Task 1:
In the forum thread about Modern Arnis, in what year was the Professor's book "Modern Arnis: The Filipino Art of Stick Fighting" published?
Task 2:
Write the next part of the forum thread about Modern Arnis, starting right after its final line.

— Begin Text shown —

# Where are they now?



## arnisador (Feb 27, 2002)

I was flipping through the Professor's 1983 "Modern Arnis: The Filipino Art of Stick Fighting" (the yellow book) last night. He acknowledges the following people for posing in the photographs:

Jeffrey Arnold
Dan DiVito (Here?)
Michael Replogle (Here?)
Roland Roemer, Jr.
Tom Zoppi (Deceased?)

What role are they playing in Modern Arnis now?


----------



## Guro Harold (Feb 27, 2002)

What about the people on the 1980's tape series as well like:

Sifu Lee Lowery and Jim and Judy Clapp?


----------



## Rich Parsons (Mar 1, 2002)

I know of one on this list.

Jeff Arnold, he had a falling out with Remy.
It was not pretty and actually was scary.

He has had clubs under his own system, and to
his defense, which I do like to give, I believe
he has never claimed to be greater than 4th degree
which was the last rank he received from GM 
Presas. Assuming my data is correct. I do not
think he is actively teaching at a club now. I
know he sold the business to his two top students
and then has taken a step back to only monitor
and to work with the two he sold the club / 
business too.

Just for your knowledge, I have talked with
Jeff out of a MArtial Art Realm and he was
very professional, but some of his acts in the
martial art realm have left a bad taste in my
mouth. I have never trained with him, so I can
not speak to talent or skill.

Best Wishes

Rich


----------



## Dan Anderson (Mar 1, 2002)

— End Text shown —
— Begin Excerpted records —

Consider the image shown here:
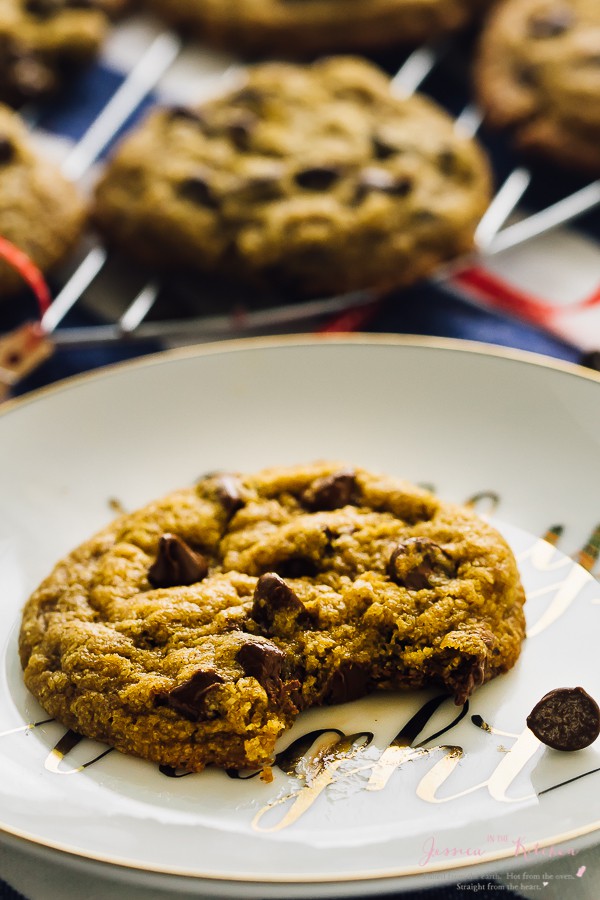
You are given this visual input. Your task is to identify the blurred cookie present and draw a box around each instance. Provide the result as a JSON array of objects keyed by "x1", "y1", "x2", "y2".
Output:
[
  {"x1": 475, "y1": 0, "x2": 600, "y2": 173},
  {"x1": 0, "y1": 106, "x2": 86, "y2": 296},
  {"x1": 0, "y1": 0, "x2": 112, "y2": 105},
  {"x1": 146, "y1": 0, "x2": 485, "y2": 57},
  {"x1": 95, "y1": 57, "x2": 489, "y2": 298},
  {"x1": 20, "y1": 463, "x2": 525, "y2": 771}
]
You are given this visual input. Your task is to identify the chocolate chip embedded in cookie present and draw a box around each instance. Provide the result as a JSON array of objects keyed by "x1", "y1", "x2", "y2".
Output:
[
  {"x1": 527, "y1": 687, "x2": 600, "y2": 750},
  {"x1": 20, "y1": 462, "x2": 525, "y2": 771},
  {"x1": 475, "y1": 0, "x2": 600, "y2": 174},
  {"x1": 0, "y1": 0, "x2": 107, "y2": 105},
  {"x1": 95, "y1": 57, "x2": 490, "y2": 300},
  {"x1": 0, "y1": 105, "x2": 86, "y2": 296},
  {"x1": 146, "y1": 0, "x2": 486, "y2": 56}
]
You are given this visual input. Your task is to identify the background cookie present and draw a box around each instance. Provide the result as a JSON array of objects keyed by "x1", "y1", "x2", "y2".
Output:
[
  {"x1": 20, "y1": 463, "x2": 524, "y2": 770},
  {"x1": 151, "y1": 0, "x2": 486, "y2": 56},
  {"x1": 0, "y1": 0, "x2": 107, "y2": 104},
  {"x1": 475, "y1": 0, "x2": 600, "y2": 173},
  {"x1": 95, "y1": 57, "x2": 489, "y2": 298},
  {"x1": 0, "y1": 105, "x2": 86, "y2": 295}
]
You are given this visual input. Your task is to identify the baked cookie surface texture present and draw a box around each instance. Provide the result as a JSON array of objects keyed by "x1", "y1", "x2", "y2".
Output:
[
  {"x1": 20, "y1": 463, "x2": 524, "y2": 771},
  {"x1": 95, "y1": 57, "x2": 489, "y2": 298},
  {"x1": 0, "y1": 105, "x2": 87, "y2": 296},
  {"x1": 145, "y1": 0, "x2": 485, "y2": 56},
  {"x1": 475, "y1": 0, "x2": 600, "y2": 174},
  {"x1": 0, "y1": 0, "x2": 107, "y2": 104}
]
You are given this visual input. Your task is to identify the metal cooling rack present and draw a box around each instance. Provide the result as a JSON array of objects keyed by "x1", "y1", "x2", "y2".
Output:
[{"x1": 0, "y1": 22, "x2": 600, "y2": 386}]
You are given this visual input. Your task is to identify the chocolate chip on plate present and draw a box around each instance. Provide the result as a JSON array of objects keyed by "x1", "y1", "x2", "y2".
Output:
[
  {"x1": 148, "y1": 534, "x2": 208, "y2": 587},
  {"x1": 527, "y1": 687, "x2": 600, "y2": 750}
]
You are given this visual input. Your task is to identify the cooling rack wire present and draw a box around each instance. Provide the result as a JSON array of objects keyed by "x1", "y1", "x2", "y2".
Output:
[{"x1": 0, "y1": 31, "x2": 600, "y2": 400}]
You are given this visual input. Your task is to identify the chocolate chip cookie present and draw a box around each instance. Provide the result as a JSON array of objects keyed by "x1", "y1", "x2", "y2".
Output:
[
  {"x1": 20, "y1": 463, "x2": 524, "y2": 771},
  {"x1": 0, "y1": 105, "x2": 87, "y2": 296},
  {"x1": 0, "y1": 0, "x2": 112, "y2": 105},
  {"x1": 95, "y1": 57, "x2": 489, "y2": 298},
  {"x1": 475, "y1": 0, "x2": 600, "y2": 174},
  {"x1": 151, "y1": 0, "x2": 486, "y2": 57}
]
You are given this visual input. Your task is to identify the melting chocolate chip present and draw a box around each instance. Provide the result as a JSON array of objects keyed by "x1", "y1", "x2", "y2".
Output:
[
  {"x1": 387, "y1": 537, "x2": 452, "y2": 591},
  {"x1": 225, "y1": 110, "x2": 258, "y2": 151},
  {"x1": 579, "y1": 350, "x2": 600, "y2": 372},
  {"x1": 527, "y1": 687, "x2": 600, "y2": 750},
  {"x1": 215, "y1": 475, "x2": 244, "y2": 516},
  {"x1": 0, "y1": 137, "x2": 15, "y2": 165},
  {"x1": 25, "y1": 0, "x2": 64, "y2": 19},
  {"x1": 156, "y1": 669, "x2": 225, "y2": 722},
  {"x1": 371, "y1": 134, "x2": 399, "y2": 159},
  {"x1": 301, "y1": 469, "x2": 358, "y2": 511},
  {"x1": 252, "y1": 572, "x2": 304, "y2": 628},
  {"x1": 323, "y1": 662, "x2": 369, "y2": 703},
  {"x1": 167, "y1": 105, "x2": 206, "y2": 128},
  {"x1": 177, "y1": 175, "x2": 219, "y2": 209},
  {"x1": 236, "y1": 639, "x2": 285, "y2": 701},
  {"x1": 527, "y1": 7, "x2": 575, "y2": 40},
  {"x1": 274, "y1": 556, "x2": 319, "y2": 578},
  {"x1": 236, "y1": 170, "x2": 283, "y2": 203},
  {"x1": 148, "y1": 534, "x2": 208, "y2": 587},
  {"x1": 356, "y1": 166, "x2": 413, "y2": 202},
  {"x1": 236, "y1": 639, "x2": 285, "y2": 684},
  {"x1": 453, "y1": 657, "x2": 487, "y2": 706},
  {"x1": 294, "y1": 166, "x2": 341, "y2": 191}
]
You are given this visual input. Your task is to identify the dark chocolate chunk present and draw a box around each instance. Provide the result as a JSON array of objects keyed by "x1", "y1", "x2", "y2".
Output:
[
  {"x1": 11, "y1": 53, "x2": 56, "y2": 98},
  {"x1": 301, "y1": 469, "x2": 358, "y2": 511},
  {"x1": 371, "y1": 134, "x2": 400, "y2": 159},
  {"x1": 214, "y1": 474, "x2": 244, "y2": 516},
  {"x1": 527, "y1": 687, "x2": 600, "y2": 750},
  {"x1": 167, "y1": 105, "x2": 206, "y2": 128},
  {"x1": 252, "y1": 572, "x2": 304, "y2": 627},
  {"x1": 294, "y1": 166, "x2": 341, "y2": 191},
  {"x1": 387, "y1": 537, "x2": 453, "y2": 591},
  {"x1": 323, "y1": 662, "x2": 369, "y2": 703},
  {"x1": 0, "y1": 137, "x2": 15, "y2": 166},
  {"x1": 225, "y1": 110, "x2": 258, "y2": 151},
  {"x1": 356, "y1": 166, "x2": 413, "y2": 203},
  {"x1": 25, "y1": 0, "x2": 64, "y2": 19},
  {"x1": 235, "y1": 169, "x2": 283, "y2": 203},
  {"x1": 273, "y1": 556, "x2": 319, "y2": 578},
  {"x1": 177, "y1": 175, "x2": 219, "y2": 209},
  {"x1": 148, "y1": 534, "x2": 208, "y2": 587},
  {"x1": 236, "y1": 638, "x2": 285, "y2": 684},
  {"x1": 156, "y1": 669, "x2": 225, "y2": 722},
  {"x1": 579, "y1": 350, "x2": 600, "y2": 372},
  {"x1": 527, "y1": 6, "x2": 575, "y2": 39},
  {"x1": 236, "y1": 638, "x2": 285, "y2": 702}
]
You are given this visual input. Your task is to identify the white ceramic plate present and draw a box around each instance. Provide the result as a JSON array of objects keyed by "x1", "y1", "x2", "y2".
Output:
[{"x1": 0, "y1": 336, "x2": 600, "y2": 897}]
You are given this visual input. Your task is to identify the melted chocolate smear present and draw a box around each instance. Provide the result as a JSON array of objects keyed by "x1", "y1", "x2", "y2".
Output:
[
  {"x1": 148, "y1": 534, "x2": 208, "y2": 588},
  {"x1": 527, "y1": 687, "x2": 600, "y2": 750},
  {"x1": 156, "y1": 669, "x2": 225, "y2": 722}
]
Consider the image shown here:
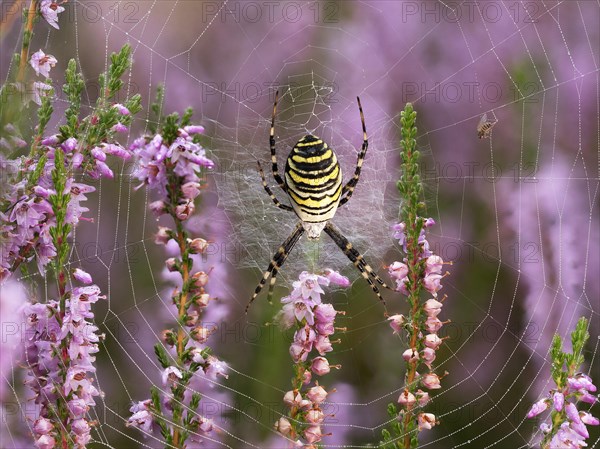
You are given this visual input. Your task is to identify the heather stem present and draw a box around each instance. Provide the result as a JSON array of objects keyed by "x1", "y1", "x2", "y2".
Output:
[{"x1": 17, "y1": 0, "x2": 37, "y2": 83}]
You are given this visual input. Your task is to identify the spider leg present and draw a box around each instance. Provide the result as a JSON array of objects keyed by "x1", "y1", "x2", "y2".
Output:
[
  {"x1": 269, "y1": 91, "x2": 287, "y2": 192},
  {"x1": 339, "y1": 97, "x2": 369, "y2": 206},
  {"x1": 256, "y1": 161, "x2": 294, "y2": 211},
  {"x1": 325, "y1": 223, "x2": 390, "y2": 307},
  {"x1": 246, "y1": 223, "x2": 304, "y2": 313}
]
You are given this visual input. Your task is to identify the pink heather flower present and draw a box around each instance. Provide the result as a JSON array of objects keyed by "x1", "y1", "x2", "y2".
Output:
[
  {"x1": 292, "y1": 271, "x2": 329, "y2": 306},
  {"x1": 204, "y1": 355, "x2": 229, "y2": 380},
  {"x1": 314, "y1": 334, "x2": 333, "y2": 355},
  {"x1": 421, "y1": 373, "x2": 442, "y2": 390},
  {"x1": 33, "y1": 417, "x2": 54, "y2": 435},
  {"x1": 421, "y1": 348, "x2": 435, "y2": 368},
  {"x1": 148, "y1": 200, "x2": 167, "y2": 217},
  {"x1": 113, "y1": 103, "x2": 129, "y2": 115},
  {"x1": 175, "y1": 200, "x2": 196, "y2": 221},
  {"x1": 283, "y1": 390, "x2": 312, "y2": 410},
  {"x1": 388, "y1": 262, "x2": 408, "y2": 280},
  {"x1": 281, "y1": 296, "x2": 315, "y2": 326},
  {"x1": 388, "y1": 314, "x2": 406, "y2": 334},
  {"x1": 552, "y1": 391, "x2": 565, "y2": 412},
  {"x1": 306, "y1": 385, "x2": 327, "y2": 404},
  {"x1": 527, "y1": 399, "x2": 548, "y2": 418},
  {"x1": 423, "y1": 273, "x2": 443, "y2": 296},
  {"x1": 40, "y1": 0, "x2": 65, "y2": 30},
  {"x1": 417, "y1": 413, "x2": 436, "y2": 431},
  {"x1": 181, "y1": 181, "x2": 200, "y2": 200},
  {"x1": 310, "y1": 357, "x2": 331, "y2": 376},
  {"x1": 35, "y1": 435, "x2": 56, "y2": 449},
  {"x1": 402, "y1": 348, "x2": 419, "y2": 362},
  {"x1": 73, "y1": 268, "x2": 92, "y2": 284},
  {"x1": 550, "y1": 422, "x2": 587, "y2": 449},
  {"x1": 398, "y1": 389, "x2": 417, "y2": 407},
  {"x1": 567, "y1": 373, "x2": 596, "y2": 393},
  {"x1": 416, "y1": 389, "x2": 430, "y2": 407},
  {"x1": 423, "y1": 334, "x2": 444, "y2": 351},
  {"x1": 577, "y1": 390, "x2": 598, "y2": 404},
  {"x1": 423, "y1": 298, "x2": 443, "y2": 317},
  {"x1": 275, "y1": 417, "x2": 292, "y2": 436},
  {"x1": 425, "y1": 316, "x2": 444, "y2": 334},
  {"x1": 304, "y1": 426, "x2": 323, "y2": 444},
  {"x1": 29, "y1": 50, "x2": 58, "y2": 78},
  {"x1": 581, "y1": 412, "x2": 600, "y2": 426},
  {"x1": 67, "y1": 395, "x2": 89, "y2": 418},
  {"x1": 162, "y1": 366, "x2": 183, "y2": 386},
  {"x1": 325, "y1": 268, "x2": 350, "y2": 288},
  {"x1": 425, "y1": 255, "x2": 444, "y2": 274},
  {"x1": 71, "y1": 418, "x2": 90, "y2": 435},
  {"x1": 33, "y1": 81, "x2": 53, "y2": 106},
  {"x1": 126, "y1": 410, "x2": 152, "y2": 432}
]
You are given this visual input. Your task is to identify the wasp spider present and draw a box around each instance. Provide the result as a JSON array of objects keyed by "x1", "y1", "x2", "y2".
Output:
[{"x1": 246, "y1": 92, "x2": 389, "y2": 311}]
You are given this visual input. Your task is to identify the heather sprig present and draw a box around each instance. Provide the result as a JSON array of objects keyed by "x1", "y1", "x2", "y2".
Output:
[
  {"x1": 527, "y1": 317, "x2": 600, "y2": 449},
  {"x1": 382, "y1": 103, "x2": 449, "y2": 449},
  {"x1": 275, "y1": 270, "x2": 350, "y2": 448},
  {"x1": 128, "y1": 105, "x2": 227, "y2": 448}
]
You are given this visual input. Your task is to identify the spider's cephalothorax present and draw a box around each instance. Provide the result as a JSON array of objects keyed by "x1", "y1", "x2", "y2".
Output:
[
  {"x1": 246, "y1": 92, "x2": 389, "y2": 311},
  {"x1": 285, "y1": 134, "x2": 342, "y2": 239}
]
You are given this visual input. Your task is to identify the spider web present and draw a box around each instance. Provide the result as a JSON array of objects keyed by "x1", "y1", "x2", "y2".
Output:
[{"x1": 1, "y1": 1, "x2": 600, "y2": 449}]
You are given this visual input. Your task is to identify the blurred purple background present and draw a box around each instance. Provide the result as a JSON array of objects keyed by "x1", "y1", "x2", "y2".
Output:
[{"x1": 0, "y1": 1, "x2": 600, "y2": 449}]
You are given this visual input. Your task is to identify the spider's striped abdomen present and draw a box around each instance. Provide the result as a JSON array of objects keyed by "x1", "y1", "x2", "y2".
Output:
[{"x1": 285, "y1": 135, "x2": 342, "y2": 238}]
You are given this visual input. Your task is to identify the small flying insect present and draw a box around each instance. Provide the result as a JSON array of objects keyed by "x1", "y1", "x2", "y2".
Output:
[
  {"x1": 477, "y1": 112, "x2": 498, "y2": 139},
  {"x1": 246, "y1": 92, "x2": 391, "y2": 312}
]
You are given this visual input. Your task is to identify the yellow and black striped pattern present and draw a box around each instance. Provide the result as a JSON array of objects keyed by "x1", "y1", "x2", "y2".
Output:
[{"x1": 285, "y1": 135, "x2": 343, "y2": 223}]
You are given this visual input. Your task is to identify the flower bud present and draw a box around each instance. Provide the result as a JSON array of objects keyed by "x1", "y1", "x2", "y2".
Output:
[
  {"x1": 421, "y1": 373, "x2": 442, "y2": 390},
  {"x1": 192, "y1": 271, "x2": 208, "y2": 289},
  {"x1": 402, "y1": 348, "x2": 419, "y2": 362},
  {"x1": 188, "y1": 238, "x2": 208, "y2": 254},
  {"x1": 398, "y1": 389, "x2": 417, "y2": 408},
  {"x1": 274, "y1": 417, "x2": 292, "y2": 436},
  {"x1": 154, "y1": 226, "x2": 172, "y2": 245},
  {"x1": 310, "y1": 357, "x2": 331, "y2": 376},
  {"x1": 417, "y1": 413, "x2": 437, "y2": 430}
]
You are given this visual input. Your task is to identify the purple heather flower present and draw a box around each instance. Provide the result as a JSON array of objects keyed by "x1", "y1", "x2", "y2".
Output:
[
  {"x1": 113, "y1": 103, "x2": 130, "y2": 115},
  {"x1": 550, "y1": 422, "x2": 587, "y2": 449},
  {"x1": 552, "y1": 391, "x2": 565, "y2": 412},
  {"x1": 417, "y1": 413, "x2": 436, "y2": 431},
  {"x1": 73, "y1": 268, "x2": 92, "y2": 284},
  {"x1": 35, "y1": 435, "x2": 56, "y2": 449},
  {"x1": 567, "y1": 373, "x2": 596, "y2": 393},
  {"x1": 580, "y1": 412, "x2": 600, "y2": 426},
  {"x1": 32, "y1": 81, "x2": 53, "y2": 106},
  {"x1": 40, "y1": 0, "x2": 65, "y2": 30},
  {"x1": 29, "y1": 50, "x2": 58, "y2": 78},
  {"x1": 527, "y1": 399, "x2": 548, "y2": 418},
  {"x1": 127, "y1": 410, "x2": 152, "y2": 432},
  {"x1": 421, "y1": 373, "x2": 442, "y2": 390},
  {"x1": 388, "y1": 262, "x2": 408, "y2": 280}
]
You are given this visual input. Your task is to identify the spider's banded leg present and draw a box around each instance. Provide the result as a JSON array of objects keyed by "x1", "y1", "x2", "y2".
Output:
[
  {"x1": 269, "y1": 91, "x2": 287, "y2": 192},
  {"x1": 246, "y1": 223, "x2": 304, "y2": 313},
  {"x1": 325, "y1": 223, "x2": 389, "y2": 307},
  {"x1": 256, "y1": 161, "x2": 294, "y2": 211},
  {"x1": 339, "y1": 97, "x2": 369, "y2": 206}
]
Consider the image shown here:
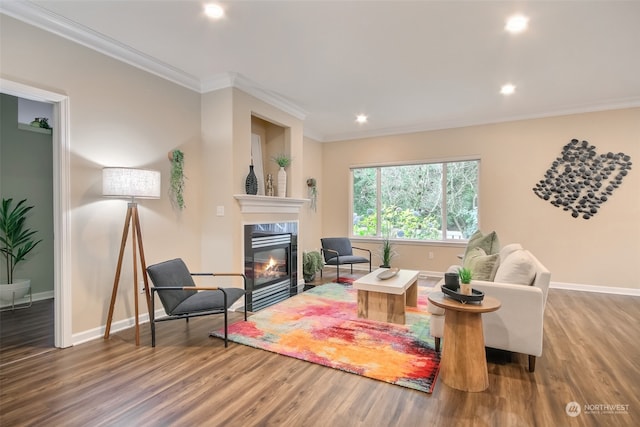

— End Excerpted records —

Exercise answer 1:
1983

Exercise answer 2:
Hi there,
Jeff Arnold and Mike Replogle put together a curriculum merging Taekwondo and Modern Arnis.  They came out with "American Arnis" an Prof. Presas blew a gasket and bounced them out of his group.  I was around at the time.  Danny DiVito has been out of the scene since around 1985 and I don't know about Tom Zoppi.  Lee Lowrey, to my information, is no longer practicing but his spirit "lives on" through Brian Zawilinski, one of the IMAF's Masters Of Tapi-Tapi.  I have no data on Jim and Judy Clapp.
Dan Anderson


----------



## Dieter (Mar 2, 2002)

Hi

when I was  teaching in Philadelphia, in 1998 I think, I was asked by a student if I would like to give a seminar at the studio where he trains in Newark. And he said, this studio was led by Jim and Judy Clapp.

I just made a quick internet search and  you can find information about them and their studio under

http://dojodir.tripod.com/delaware.html

Regards from Germany


Datu Dieter Knüttel


----------



## modarnis (Mar 7, 2002)

Lee Lowery still trains in Modern Arnis, and teaches at his own Kenpo school when time permits.  His other business ventures have kept him out of the Modern Arnis travel scene for a long time.

He was a guest Master instructor at a benefit seminar we conducted in Connecticut shortly after the Professor's death.  In terms of skills on the mat and teaching presence, Lee Lowery is the real deal


----------



## David Hoffman (Mar 25, 2002)

Jeff Arnold and Michael Replogle were a sad chapter of misunderstanding and perceived disloyalty in the introduction of Modern Arnis in America. They were being trained and groomed for senior roles in Professors emerging plans. 

In those days we used the logo IAF:  International Arnis Federation. It was the blue and red logo many of you will have seen Professor wear on the beige shirt with the letters PROFESSOR on the back. I printed this from the logo on my certificate from the Modern Arnis Federation of the Philippines and ironed on the letters PROFESSOR at the mall. Many of the older instructors have these certificates. Professor was fond of that shirt and wore it  for two decades right up till the end. Amazingly the letters never came off.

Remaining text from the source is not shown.